**The task:** Write out, without any changes, the lines of the records below, starting at the line that contains "Target: black shorts" and ending with the last line of the records.
==*==
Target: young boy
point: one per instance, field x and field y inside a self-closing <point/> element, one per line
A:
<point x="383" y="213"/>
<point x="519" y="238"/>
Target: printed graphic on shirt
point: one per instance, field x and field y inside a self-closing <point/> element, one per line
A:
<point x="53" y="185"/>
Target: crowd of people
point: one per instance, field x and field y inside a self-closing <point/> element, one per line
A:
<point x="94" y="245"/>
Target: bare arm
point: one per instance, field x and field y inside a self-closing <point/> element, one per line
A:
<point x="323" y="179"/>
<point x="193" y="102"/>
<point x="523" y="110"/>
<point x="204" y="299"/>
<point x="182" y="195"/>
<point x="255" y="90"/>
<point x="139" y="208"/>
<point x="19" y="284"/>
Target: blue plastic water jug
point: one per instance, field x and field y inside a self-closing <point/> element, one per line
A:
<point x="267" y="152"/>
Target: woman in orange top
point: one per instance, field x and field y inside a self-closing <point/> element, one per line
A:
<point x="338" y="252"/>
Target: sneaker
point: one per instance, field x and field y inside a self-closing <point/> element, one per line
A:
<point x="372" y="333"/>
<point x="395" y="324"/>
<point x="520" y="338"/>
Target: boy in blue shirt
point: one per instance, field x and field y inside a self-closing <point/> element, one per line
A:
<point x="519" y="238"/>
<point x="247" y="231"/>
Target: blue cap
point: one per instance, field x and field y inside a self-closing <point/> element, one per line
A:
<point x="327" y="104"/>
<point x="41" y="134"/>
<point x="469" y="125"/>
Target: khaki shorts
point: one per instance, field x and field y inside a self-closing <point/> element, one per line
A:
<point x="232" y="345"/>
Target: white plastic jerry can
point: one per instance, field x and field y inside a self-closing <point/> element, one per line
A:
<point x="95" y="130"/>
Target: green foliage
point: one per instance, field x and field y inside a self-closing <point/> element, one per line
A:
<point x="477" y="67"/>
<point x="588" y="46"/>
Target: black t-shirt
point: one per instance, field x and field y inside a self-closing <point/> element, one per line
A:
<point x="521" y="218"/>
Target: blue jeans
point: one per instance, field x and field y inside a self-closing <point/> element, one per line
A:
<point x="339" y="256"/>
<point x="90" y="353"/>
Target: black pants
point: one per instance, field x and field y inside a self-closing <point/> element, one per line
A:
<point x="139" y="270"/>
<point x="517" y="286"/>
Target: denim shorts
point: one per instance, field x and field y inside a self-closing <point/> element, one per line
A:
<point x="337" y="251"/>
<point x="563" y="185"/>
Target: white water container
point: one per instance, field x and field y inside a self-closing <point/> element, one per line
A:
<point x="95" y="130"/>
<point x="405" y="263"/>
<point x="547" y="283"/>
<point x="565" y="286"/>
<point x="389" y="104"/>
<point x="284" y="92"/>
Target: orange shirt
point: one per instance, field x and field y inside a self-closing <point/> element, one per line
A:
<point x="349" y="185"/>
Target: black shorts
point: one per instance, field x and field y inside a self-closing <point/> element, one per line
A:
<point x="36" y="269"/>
==*==
**Solution for this problem:**
Target: black shorts
point: one per instance, field x and field y inside a self-closing <point/> element, one per line
A:
<point x="36" y="269"/>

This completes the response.